Problem to solve:
Give the entries again, precisely as they were written.

········

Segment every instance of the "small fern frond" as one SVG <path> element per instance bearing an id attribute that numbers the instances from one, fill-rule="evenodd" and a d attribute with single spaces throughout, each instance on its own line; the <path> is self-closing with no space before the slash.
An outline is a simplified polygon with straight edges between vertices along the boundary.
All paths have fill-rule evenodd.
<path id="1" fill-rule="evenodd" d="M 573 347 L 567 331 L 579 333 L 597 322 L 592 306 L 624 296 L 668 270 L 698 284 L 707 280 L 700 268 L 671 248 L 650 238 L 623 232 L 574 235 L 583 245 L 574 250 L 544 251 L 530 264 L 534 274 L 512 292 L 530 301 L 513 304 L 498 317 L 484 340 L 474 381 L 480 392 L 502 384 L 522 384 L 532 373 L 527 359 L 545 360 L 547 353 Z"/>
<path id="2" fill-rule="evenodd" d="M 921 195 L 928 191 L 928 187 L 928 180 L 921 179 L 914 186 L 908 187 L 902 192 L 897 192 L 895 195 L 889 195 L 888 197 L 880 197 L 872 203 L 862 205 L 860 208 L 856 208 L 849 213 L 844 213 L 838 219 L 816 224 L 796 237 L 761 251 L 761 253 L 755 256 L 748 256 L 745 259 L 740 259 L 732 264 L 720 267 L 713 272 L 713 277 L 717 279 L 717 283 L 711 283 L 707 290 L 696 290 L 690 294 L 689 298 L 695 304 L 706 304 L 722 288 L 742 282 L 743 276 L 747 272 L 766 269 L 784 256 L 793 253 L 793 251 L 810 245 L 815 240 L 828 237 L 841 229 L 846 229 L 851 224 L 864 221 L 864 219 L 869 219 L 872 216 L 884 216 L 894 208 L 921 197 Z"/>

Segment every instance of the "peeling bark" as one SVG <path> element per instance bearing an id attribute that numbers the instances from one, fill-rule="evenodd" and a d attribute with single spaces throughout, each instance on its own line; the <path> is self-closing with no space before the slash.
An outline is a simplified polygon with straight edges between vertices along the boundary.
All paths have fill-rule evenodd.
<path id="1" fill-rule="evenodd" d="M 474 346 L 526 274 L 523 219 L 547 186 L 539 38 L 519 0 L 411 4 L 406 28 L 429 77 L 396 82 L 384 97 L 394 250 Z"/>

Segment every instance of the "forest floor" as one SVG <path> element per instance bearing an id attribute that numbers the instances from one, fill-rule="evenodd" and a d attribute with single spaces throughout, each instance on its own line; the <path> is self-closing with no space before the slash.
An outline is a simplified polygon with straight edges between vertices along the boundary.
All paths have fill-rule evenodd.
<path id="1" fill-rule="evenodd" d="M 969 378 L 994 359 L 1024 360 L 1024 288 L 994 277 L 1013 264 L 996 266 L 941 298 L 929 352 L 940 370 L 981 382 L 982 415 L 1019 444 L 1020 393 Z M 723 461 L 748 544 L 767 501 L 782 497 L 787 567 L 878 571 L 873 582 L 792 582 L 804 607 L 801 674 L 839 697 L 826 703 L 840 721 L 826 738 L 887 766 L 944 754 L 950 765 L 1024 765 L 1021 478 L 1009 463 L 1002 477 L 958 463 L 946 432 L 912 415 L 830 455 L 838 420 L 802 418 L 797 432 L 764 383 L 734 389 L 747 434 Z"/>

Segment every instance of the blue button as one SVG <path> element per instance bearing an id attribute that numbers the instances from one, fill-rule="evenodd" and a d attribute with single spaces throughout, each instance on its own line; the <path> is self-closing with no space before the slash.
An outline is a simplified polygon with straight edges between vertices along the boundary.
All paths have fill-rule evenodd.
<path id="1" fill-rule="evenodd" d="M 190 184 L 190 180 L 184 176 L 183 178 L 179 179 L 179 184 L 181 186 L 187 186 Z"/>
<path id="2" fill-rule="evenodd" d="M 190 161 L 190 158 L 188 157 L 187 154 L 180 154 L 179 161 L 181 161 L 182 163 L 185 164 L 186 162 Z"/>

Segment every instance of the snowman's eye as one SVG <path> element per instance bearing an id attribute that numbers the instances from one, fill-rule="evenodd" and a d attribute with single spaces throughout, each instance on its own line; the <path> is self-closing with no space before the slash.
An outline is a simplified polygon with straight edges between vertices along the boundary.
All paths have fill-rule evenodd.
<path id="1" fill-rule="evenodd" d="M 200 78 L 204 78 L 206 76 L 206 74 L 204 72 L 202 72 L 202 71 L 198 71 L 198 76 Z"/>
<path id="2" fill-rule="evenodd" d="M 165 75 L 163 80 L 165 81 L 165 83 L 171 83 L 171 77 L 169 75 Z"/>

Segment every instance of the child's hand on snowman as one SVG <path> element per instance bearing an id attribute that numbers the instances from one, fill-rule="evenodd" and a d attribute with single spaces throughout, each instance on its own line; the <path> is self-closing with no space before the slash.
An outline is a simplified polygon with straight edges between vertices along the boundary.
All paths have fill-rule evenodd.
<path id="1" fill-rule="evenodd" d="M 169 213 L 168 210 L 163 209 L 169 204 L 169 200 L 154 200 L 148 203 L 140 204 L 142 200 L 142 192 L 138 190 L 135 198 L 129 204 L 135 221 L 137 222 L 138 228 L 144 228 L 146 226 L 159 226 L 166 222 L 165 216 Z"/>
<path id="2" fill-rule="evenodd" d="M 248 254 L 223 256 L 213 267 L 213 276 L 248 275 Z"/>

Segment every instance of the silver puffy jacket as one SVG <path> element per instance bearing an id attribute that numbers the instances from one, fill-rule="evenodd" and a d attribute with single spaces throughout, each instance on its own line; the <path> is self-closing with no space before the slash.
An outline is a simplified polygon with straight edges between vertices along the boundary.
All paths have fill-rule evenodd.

········

Reply:
Segment every instance of the "small fern frond" as one SVG <path> element per instance bearing an id attribute that numbers the instances from one, fill-rule="evenodd" and a d attribute with single spaces throughout, each instance on its own line; the <path> is self-closing with no space before the slash.
An outline is a simplified polygon with straight edges between vertices along the boundary.
All paths have fill-rule evenodd.
<path id="1" fill-rule="evenodd" d="M 573 347 L 567 331 L 579 333 L 597 322 L 592 306 L 624 296 L 668 270 L 698 284 L 707 280 L 700 268 L 671 248 L 650 238 L 623 232 L 574 235 L 583 245 L 574 250 L 544 251 L 530 264 L 534 274 L 512 292 L 530 301 L 513 304 L 498 317 L 484 340 L 474 381 L 480 392 L 502 384 L 522 384 L 532 373 L 527 359 L 545 360 L 547 353 Z"/>
<path id="2" fill-rule="evenodd" d="M 921 195 L 928 191 L 928 187 L 928 180 L 921 179 L 914 186 L 908 187 L 902 192 L 897 192 L 895 195 L 889 195 L 888 197 L 880 197 L 872 203 L 862 205 L 860 208 L 856 208 L 849 213 L 844 213 L 838 219 L 816 224 L 796 237 L 761 251 L 761 253 L 755 256 L 748 256 L 745 259 L 740 259 L 732 264 L 720 267 L 713 272 L 713 277 L 717 279 L 717 283 L 711 283 L 707 290 L 696 290 L 690 294 L 689 298 L 695 304 L 706 304 L 722 288 L 742 282 L 743 276 L 747 272 L 766 269 L 784 256 L 793 253 L 793 251 L 810 245 L 815 240 L 828 237 L 841 229 L 846 229 L 851 224 L 864 221 L 864 219 L 869 219 L 872 216 L 884 216 L 894 208 L 921 197 Z"/>

Segment every instance of the "peeling bark" as one SVG <path> element per instance bearing an id attribute that numbers the instances from one, fill-rule="evenodd" and a d attribute with single spaces throughout, each instance on its own line; the <path> is self-closing with no space before the slash.
An outline is a simplified polygon with straight edges between vertices along the boundary.
All paths have fill-rule evenodd.
<path id="1" fill-rule="evenodd" d="M 474 346 L 526 274 L 523 219 L 547 186 L 539 38 L 519 0 L 411 4 L 406 28 L 429 77 L 396 82 L 384 97 L 394 250 Z"/>

Segment every instance of the "forest floor" as one SVG <path> element per instance bearing an id attribute that numbers the instances from one, fill-rule="evenodd" and a d attribute with single spaces throughout, each instance on its own line; the <path> is self-closing with no space before the slash.
An outline is a simplified polygon with straight edges between vertices along the boundary.
All paths have fill-rule evenodd.
<path id="1" fill-rule="evenodd" d="M 969 378 L 994 359 L 1024 360 L 1024 288 L 994 277 L 1013 264 L 996 266 L 941 298 L 929 352 L 940 370 L 981 382 L 982 415 L 1019 444 L 1020 393 Z M 723 461 L 748 544 L 767 501 L 782 497 L 787 567 L 878 571 L 873 582 L 792 582 L 804 607 L 801 674 L 839 697 L 826 703 L 840 721 L 826 738 L 887 766 L 944 754 L 950 765 L 1024 765 L 1021 478 L 1009 463 L 1002 477 L 958 463 L 946 432 L 912 415 L 830 455 L 838 420 L 802 418 L 797 432 L 764 383 L 734 389 L 747 434 Z"/>

Segment every instance of the blue button as one SVG <path> element per instance bearing an id attribute that numbers the instances from one, fill-rule="evenodd" and a d attribute with single spaces throughout, each instance on its own line; the <path> is self-closing with no space before the slash.
An outline is a simplified polygon with straight edges between vertices along the boundary.
All paths have fill-rule evenodd.
<path id="1" fill-rule="evenodd" d="M 190 184 L 190 180 L 184 176 L 183 178 L 179 179 L 179 184 L 181 186 L 187 186 Z"/>
<path id="2" fill-rule="evenodd" d="M 190 161 L 190 158 L 188 157 L 187 154 L 180 154 L 179 161 L 181 161 L 182 163 L 185 164 L 186 162 Z"/>

Segment every instance of the snowman's eye as one SVG <path> element per instance bearing an id attribute that numbers the instances from one, fill-rule="evenodd" and a d attribute with single spaces throughout, each instance on its own line; the <path> is self-closing with no space before the slash.
An outline is a simplified polygon with straight edges between vertices along the boundary.
All paths have fill-rule evenodd.
<path id="1" fill-rule="evenodd" d="M 200 78 L 204 78 L 206 76 L 206 74 L 204 72 L 202 72 L 202 71 L 198 71 L 198 76 Z"/>
<path id="2" fill-rule="evenodd" d="M 165 75 L 163 80 L 165 81 L 165 83 L 171 83 L 171 77 L 169 75 Z"/>

Segment every instance of the child's hand on snowman as one SVG <path> element per instance bearing an id attribute that numbers the instances from one, fill-rule="evenodd" and a d attribute with single spaces throughout, each instance on its own line; the <path> is self-closing with no space before the slash.
An outline is a simplified polygon with straight edges between vertices along the boundary.
All paths have fill-rule evenodd.
<path id="1" fill-rule="evenodd" d="M 169 213 L 168 210 L 163 209 L 169 204 L 169 200 L 154 200 L 148 203 L 140 204 L 142 200 L 142 192 L 138 190 L 135 198 L 129 204 L 135 221 L 137 222 L 138 228 L 144 228 L 146 226 L 159 226 L 166 222 L 165 216 Z"/>
<path id="2" fill-rule="evenodd" d="M 248 254 L 223 256 L 213 267 L 213 276 L 248 275 Z"/>

Segment every instance of the silver puffy jacket as one SVG <path> element per instance bearing an id attribute that numbers the instances from one, fill-rule="evenodd" and a d attribute with single spaces throughout, each instance on its own line; the <path> is self-closing with no space before the slash.
An outline is a simplified polygon with straight edges between vertices along the boundary.
All paths have fill-rule evenodd.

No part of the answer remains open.